Rz. 2

Das Rechtsinstitut des Verbundes wurde in das Gebührenrecht übersetzt: Es gelten für alle Verfahrensarten die gleichen Gebührenbestimmungen, also die Gebühren des 3. Teils des VV RVG. Alle obligatorischen und fakultativen Verbundsachen sind eine einzige gebührenrechtliche Angelegenheit (§ 16 Nr. 4 RVG). Die Gegenstandswerte sowohl für die ZP-Verfahren als auch für die FG-Verfahren sind dem FamGKG zu entnehmen (§ 23 Abs. 1 S. 1 RVG, § 1 Abs. 1 S. 1 FamGKG).

Das bedeutet:

(1) Alle Gegenstandswerte im Verbund werden zusammengezählt. Die Gebühren werden einmal aus der Summe der Werte berechnet (§ 22 Abs. 1, § 15 Abs. 2 RVG; § 44 Abs. 1 FamGKG).
(2) Jedoch wird – wie stets – für jede Gebühr nur der Wert angesetzt, auf den sich die Tätigkeit bezog, die die Gebühr ausgelöst hat (§ 2 Abs. 1 RVG). Die Verfahrensgebühr als Betriebsgebühr fällt während des ganzen Verfahrens immerzu an, wird also immer aus der höchsten vorkommenden Wertsumme ermittelt.
(3) Im Verbund kommen oft "gespaltene" Gebühren vor, z.B. die 1,3 Verfahrensgebühr aus allen rechtshängigen Sachen und eine 0,8 Verfahrensgebühr, sog. Verfahrensdifferenzgebühr, Nr. 3101 Nr. 2 VV RVG, wenn nicht (oder nicht hier) rechtshängige Sachen mit verglichen werden oder vor Gericht versucht wird zu vergleichen; eine 1,2 Terminsgebühr aus allen Sachen bis auf eine Folgesache, in der ein Versäumnisbeschluss ergeht, so dass die Terminsgebühr 0,5 beträgt (Nr. 3105 VV RVG); wenn anhängige Sachen (1,0 Einigungsgebühr Nr. 1003 VV RVG) und nicht anhängige Sachen (1,5 Einigungsgebühr Nr. 1000 VV RVG) in einer Scheidungsvereinbarung zu Protokoll verglichen werden.

*ZIEL DER AUFGABE:*
Schreib aus dem Text über die Gebühren im Verbund die Stelle zwischen „(2) Jedoch wird“ und „vorkommenden Wertsumme ermittelt.“ einschließlich wortgetreu ab. Die Einträge werden hier nicht gebraucht.

*VORLIEGENDE EINTRÄGE:*
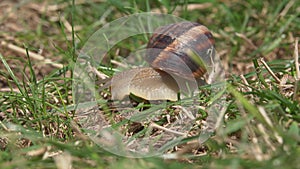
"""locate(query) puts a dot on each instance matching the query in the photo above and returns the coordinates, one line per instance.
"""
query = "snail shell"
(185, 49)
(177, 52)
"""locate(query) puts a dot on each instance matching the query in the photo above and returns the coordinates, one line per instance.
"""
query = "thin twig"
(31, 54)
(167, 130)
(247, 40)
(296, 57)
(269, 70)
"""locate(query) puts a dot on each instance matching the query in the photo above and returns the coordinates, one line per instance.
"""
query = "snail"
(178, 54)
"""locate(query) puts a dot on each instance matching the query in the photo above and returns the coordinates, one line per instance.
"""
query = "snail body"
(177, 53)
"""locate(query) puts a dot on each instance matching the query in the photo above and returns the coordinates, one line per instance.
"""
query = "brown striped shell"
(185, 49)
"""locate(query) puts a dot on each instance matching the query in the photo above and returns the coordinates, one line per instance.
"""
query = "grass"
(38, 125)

* * *

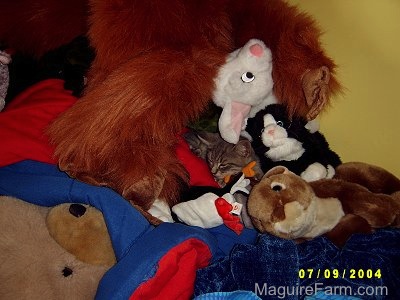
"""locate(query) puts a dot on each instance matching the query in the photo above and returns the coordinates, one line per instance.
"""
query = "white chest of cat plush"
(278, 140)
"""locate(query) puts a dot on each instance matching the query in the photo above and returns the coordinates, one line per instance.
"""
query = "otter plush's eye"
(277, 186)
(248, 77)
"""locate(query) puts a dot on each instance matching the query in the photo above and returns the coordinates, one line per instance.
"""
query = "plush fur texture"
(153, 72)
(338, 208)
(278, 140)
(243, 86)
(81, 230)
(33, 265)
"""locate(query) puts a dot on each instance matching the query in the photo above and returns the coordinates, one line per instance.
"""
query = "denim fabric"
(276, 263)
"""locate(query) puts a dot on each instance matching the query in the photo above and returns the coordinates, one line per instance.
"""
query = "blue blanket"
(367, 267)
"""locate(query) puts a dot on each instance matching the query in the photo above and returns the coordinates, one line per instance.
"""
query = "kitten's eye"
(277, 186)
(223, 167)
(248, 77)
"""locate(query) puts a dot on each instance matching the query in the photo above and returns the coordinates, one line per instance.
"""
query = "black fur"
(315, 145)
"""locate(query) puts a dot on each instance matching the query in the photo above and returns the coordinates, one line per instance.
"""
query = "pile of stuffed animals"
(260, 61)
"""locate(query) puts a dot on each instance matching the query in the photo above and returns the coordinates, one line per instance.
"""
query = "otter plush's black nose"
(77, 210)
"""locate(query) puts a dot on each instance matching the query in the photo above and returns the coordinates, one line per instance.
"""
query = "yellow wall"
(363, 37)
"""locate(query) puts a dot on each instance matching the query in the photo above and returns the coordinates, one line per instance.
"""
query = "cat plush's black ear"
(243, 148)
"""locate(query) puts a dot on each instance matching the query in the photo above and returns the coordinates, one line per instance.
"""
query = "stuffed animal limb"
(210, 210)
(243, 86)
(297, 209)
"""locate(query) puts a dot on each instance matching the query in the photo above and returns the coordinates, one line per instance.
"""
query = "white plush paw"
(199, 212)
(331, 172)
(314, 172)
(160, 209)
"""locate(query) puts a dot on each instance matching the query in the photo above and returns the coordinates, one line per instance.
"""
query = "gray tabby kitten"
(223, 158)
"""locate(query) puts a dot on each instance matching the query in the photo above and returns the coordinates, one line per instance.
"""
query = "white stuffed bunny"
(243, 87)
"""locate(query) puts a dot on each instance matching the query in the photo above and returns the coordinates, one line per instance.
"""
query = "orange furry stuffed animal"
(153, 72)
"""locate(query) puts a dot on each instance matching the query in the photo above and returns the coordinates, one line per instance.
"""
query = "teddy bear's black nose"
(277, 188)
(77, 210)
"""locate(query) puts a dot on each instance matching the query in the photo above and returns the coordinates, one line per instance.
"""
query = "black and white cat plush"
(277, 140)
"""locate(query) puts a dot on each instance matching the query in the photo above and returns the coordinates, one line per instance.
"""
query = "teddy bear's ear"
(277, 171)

*ANTWORT:*
(2) Jedoch wird – wie stets – für jede Gebühr nur der Wert angesetzt, auf den sich die Tätigkeit bezog, die die Gebühr ausgelöst hat (§ 2 Abs. 1 RVG). Die Verfahrensgebühr als Betriebsgebühr fällt während des ganzen Verfahrens immerzu an, wird also immer aus der höchsten vorkommenden Wertsumme ermittelt.